[PROMPT]: Go through the entries, filter for the word "topiary", and copy every line that has it.

[DATASET CONTENT]:

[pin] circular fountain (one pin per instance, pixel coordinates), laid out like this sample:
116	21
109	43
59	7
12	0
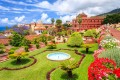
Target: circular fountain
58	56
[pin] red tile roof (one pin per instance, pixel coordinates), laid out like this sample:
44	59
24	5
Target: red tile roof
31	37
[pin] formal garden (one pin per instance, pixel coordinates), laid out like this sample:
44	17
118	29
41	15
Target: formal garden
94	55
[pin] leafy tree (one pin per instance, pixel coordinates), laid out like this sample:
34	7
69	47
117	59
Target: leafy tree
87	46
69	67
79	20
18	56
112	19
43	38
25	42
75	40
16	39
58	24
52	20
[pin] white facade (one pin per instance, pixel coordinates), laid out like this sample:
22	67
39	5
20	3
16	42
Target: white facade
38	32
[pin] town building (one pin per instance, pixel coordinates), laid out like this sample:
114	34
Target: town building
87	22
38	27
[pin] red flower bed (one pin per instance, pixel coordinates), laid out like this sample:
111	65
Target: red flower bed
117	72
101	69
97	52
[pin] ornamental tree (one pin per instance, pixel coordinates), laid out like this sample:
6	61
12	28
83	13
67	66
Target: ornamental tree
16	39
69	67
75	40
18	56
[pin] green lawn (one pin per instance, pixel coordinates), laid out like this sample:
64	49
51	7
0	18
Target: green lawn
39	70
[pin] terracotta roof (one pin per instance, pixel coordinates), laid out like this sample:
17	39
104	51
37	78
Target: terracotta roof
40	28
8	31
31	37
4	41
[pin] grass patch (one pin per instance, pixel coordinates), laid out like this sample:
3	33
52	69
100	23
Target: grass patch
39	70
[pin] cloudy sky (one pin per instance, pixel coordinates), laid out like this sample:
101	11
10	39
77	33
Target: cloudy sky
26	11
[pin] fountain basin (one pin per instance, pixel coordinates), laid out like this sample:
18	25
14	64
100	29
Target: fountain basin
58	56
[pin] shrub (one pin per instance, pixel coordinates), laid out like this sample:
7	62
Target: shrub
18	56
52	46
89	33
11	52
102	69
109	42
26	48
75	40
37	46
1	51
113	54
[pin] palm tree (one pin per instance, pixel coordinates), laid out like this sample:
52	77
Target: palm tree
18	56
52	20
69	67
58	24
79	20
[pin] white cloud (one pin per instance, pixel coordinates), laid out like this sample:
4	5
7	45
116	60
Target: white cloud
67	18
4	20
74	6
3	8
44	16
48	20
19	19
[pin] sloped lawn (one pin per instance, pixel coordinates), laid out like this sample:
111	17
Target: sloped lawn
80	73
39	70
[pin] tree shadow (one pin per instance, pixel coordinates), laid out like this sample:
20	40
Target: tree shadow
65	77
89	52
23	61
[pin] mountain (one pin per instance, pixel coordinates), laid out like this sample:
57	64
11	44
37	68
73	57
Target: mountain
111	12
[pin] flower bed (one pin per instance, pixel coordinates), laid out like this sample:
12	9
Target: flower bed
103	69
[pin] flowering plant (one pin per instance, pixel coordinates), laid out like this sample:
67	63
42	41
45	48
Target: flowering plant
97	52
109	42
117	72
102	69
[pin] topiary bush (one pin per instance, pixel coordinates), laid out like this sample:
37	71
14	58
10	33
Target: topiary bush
...
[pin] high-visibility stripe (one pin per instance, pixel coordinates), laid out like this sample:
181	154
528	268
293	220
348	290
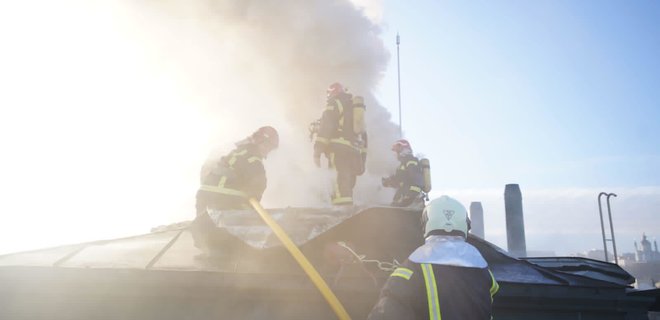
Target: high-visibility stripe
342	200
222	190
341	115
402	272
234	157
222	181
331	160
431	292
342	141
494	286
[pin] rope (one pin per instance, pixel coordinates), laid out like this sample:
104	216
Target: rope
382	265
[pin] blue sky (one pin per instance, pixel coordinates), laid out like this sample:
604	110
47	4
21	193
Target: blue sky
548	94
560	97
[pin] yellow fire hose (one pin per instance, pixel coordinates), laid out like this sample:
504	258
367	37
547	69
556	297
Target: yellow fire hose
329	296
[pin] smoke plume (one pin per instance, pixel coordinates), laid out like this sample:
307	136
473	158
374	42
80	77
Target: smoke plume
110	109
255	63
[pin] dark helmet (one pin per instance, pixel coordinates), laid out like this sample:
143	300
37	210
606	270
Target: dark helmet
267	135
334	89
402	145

[RESULT FOR THIS TASK]:
[pin] topiary bush (one pin per instance, pixel coordinates), laid out like this sample:
Target: topiary bush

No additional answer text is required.